▸ **Task description**:
Copy the rows from the beginning through the line containing "[452,159,505,207]", replacing "matching region" with "matching area" and leaving everything else unchanged. Leave out the pictures.

▸ **Dataset records**:
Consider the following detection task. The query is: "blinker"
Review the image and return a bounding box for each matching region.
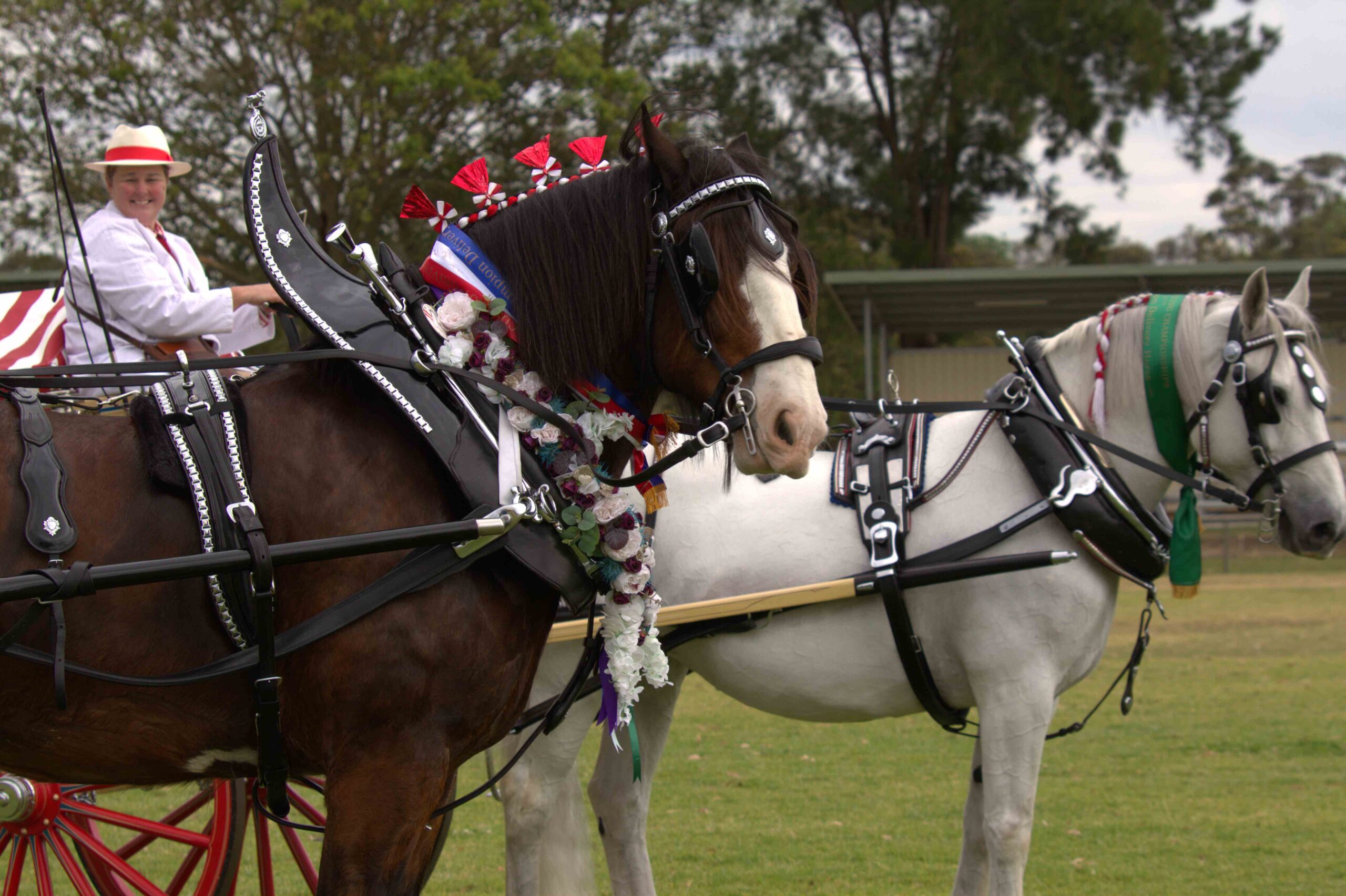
[748,202,784,261]
[675,223,720,313]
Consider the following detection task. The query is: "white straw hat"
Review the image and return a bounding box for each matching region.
[85,125,191,178]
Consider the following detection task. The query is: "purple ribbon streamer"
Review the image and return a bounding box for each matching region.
[594,644,620,749]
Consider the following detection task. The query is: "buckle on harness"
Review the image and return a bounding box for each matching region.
[225,500,257,523]
[870,519,899,569]
[696,420,730,448]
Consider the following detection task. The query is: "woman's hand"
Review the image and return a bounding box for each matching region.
[229,283,280,308]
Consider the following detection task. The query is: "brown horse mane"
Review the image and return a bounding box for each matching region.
[467,118,817,385]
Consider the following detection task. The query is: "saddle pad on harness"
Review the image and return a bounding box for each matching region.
[243,136,595,608]
[986,347,1168,581]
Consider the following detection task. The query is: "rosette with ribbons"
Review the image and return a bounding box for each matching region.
[400,184,457,233]
[514,135,562,187]
[570,137,608,176]
[452,159,505,207]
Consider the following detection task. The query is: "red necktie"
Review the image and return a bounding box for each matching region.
[155,221,182,271]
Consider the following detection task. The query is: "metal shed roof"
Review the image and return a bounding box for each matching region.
[824,259,1346,332]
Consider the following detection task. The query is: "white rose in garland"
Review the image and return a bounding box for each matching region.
[435,292,478,332]
[505,404,537,432]
[427,286,668,744]
[437,334,473,367]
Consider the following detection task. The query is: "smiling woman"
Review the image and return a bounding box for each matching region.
[65,125,279,379]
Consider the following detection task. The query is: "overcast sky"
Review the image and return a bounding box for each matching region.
[973,0,1346,243]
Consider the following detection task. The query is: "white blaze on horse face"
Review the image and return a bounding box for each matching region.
[733,253,828,478]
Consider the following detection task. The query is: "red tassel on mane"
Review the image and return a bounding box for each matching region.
[517,135,552,168]
[401,184,439,218]
[452,159,491,194]
[570,137,607,166]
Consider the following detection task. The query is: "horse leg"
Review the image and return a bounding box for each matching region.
[493,686,599,896]
[953,740,990,896]
[960,678,1057,896]
[318,728,455,896]
[588,663,687,896]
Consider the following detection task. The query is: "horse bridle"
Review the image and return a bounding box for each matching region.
[641,172,822,455]
[1187,307,1337,538]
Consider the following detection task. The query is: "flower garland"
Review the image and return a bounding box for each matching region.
[425,292,669,744]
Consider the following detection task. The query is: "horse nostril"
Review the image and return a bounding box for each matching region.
[1311,521,1338,545]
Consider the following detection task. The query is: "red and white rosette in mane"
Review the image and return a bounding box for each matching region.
[514,135,562,190]
[635,111,664,156]
[570,137,608,178]
[452,159,505,209]
[1089,293,1149,433]
[400,184,457,233]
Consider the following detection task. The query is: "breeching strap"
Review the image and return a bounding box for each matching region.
[1143,295,1201,598]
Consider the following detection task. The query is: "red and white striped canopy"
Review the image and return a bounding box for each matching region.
[0,289,66,370]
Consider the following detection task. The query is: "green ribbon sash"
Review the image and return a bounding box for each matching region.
[1144,295,1201,596]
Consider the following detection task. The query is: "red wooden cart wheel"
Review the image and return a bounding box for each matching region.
[0,775,246,896]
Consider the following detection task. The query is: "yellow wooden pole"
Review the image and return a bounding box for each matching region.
[546,579,855,644]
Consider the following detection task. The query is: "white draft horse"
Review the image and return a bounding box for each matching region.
[501,271,1346,896]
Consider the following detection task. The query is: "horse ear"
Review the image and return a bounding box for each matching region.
[1286,265,1314,311]
[641,102,688,188]
[1238,267,1271,332]
[726,130,757,156]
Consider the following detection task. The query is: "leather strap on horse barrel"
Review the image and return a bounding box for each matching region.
[875,569,968,732]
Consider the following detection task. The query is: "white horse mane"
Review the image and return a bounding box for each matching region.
[1043,292,1331,425]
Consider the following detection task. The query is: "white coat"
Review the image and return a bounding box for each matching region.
[65,202,276,365]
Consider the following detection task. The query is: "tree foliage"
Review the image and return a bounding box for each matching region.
[677,0,1277,266]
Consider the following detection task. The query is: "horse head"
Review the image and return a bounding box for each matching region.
[1200,267,1346,557]
[470,108,827,476]
[1043,269,1346,557]
[641,117,827,476]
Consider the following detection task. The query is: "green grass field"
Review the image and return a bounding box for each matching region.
[13,555,1346,896]
[431,558,1346,896]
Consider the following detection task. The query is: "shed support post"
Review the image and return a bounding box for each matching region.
[873,320,889,398]
[864,298,873,399]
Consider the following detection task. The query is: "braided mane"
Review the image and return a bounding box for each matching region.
[457,121,815,384]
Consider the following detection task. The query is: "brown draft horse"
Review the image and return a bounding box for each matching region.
[0,118,825,894]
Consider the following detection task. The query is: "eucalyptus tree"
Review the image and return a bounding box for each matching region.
[671,0,1279,266]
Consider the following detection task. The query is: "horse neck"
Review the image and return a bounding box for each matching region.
[1045,321,1170,507]
[468,171,654,414]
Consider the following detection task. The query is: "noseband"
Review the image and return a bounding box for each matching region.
[1187,308,1337,540]
[641,172,822,455]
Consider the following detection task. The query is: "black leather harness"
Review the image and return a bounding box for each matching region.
[151,356,289,815]
[0,389,80,709]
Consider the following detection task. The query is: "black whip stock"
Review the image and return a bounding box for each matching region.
[38,86,117,361]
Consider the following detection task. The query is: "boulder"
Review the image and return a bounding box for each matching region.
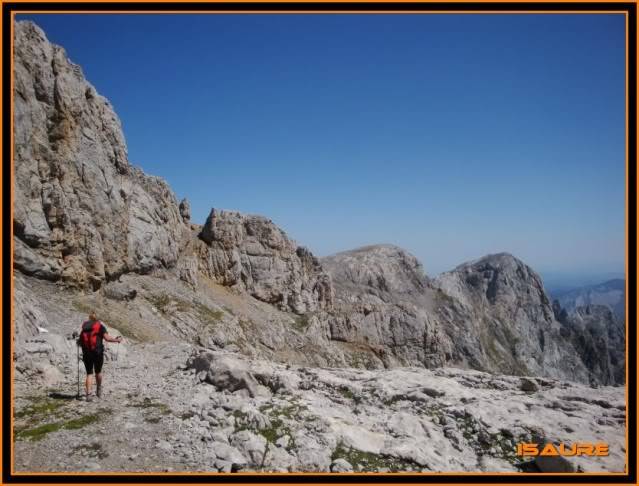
[331,458,353,473]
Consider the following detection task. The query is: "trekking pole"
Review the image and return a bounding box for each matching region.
[73,332,80,400]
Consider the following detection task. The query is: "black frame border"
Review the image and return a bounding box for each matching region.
[2,1,637,484]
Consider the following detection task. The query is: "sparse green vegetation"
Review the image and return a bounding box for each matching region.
[15,409,111,441]
[293,314,312,332]
[331,442,421,472]
[72,442,109,459]
[130,397,171,415]
[72,299,146,342]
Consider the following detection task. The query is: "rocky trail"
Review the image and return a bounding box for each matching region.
[12,21,626,473]
[15,342,625,472]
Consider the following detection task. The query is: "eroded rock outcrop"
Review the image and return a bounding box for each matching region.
[14,22,189,287]
[435,253,588,382]
[199,209,332,314]
[322,245,452,367]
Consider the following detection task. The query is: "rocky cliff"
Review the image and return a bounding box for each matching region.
[13,22,625,472]
[435,253,588,381]
[13,22,186,289]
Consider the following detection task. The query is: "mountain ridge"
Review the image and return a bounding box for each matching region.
[14,22,621,384]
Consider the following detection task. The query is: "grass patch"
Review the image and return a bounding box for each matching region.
[15,409,111,441]
[129,397,171,415]
[331,442,422,472]
[195,302,224,325]
[72,442,109,459]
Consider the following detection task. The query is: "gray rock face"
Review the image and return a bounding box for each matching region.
[435,253,587,381]
[14,22,189,287]
[322,245,452,367]
[180,198,191,223]
[200,209,332,314]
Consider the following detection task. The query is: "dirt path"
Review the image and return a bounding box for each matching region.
[14,343,211,472]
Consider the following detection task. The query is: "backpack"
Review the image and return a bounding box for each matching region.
[79,321,102,351]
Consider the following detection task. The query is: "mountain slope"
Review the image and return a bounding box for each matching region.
[14,22,621,383]
[554,279,626,320]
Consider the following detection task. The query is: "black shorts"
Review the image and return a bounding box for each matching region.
[82,351,104,375]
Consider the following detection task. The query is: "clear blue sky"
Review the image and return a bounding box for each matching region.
[19,15,625,275]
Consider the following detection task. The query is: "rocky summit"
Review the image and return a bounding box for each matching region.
[13,22,626,473]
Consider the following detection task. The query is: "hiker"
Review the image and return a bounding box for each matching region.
[78,311,122,402]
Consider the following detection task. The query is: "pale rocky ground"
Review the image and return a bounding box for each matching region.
[15,338,625,472]
[13,22,625,471]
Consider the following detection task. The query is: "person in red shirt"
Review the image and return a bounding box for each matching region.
[78,311,122,402]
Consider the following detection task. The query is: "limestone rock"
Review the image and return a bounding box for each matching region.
[14,21,184,287]
[200,209,332,314]
[180,198,191,223]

▸ **Exercise output**:
Consider the following detection task. The query is: "blinker"
Review the image and return a bounding box for each matching area.
[748,202,784,261]
[675,223,720,313]
Consider the following detection task. The query is: "white straw hat"
Review the image and return a bounding box for each matching area.
[85,125,191,178]
Consider the following detection task. The query is: "purple ribbon streamer"
Review the image and return a bounding box for each matching area.
[594,644,620,749]
Consider the following detection task. The query is: "buckle on harness"
Review the image and return a bounding box for each matching area.
[225,500,257,523]
[870,519,899,569]
[696,420,730,448]
Consider the following detection task. The query is: "woman's hand"
Review the image and return a bounding box for each matching area.
[229,283,280,308]
Consider the following detection task. The query is: "brown horse mane"
Review the image and return a bounding box for each matching area.
[467,118,817,385]
Consider the following detection task. The query is: "saddle pad on harness"
Review the image and return a bounding box for each matching area.
[243,136,595,608]
[986,347,1168,581]
Consider the following detection task. The query is: "rosette with ribbons"
Review the image and return a bounding box for each matching area.
[400,184,457,233]
[514,135,562,187]
[570,137,608,176]
[452,159,505,207]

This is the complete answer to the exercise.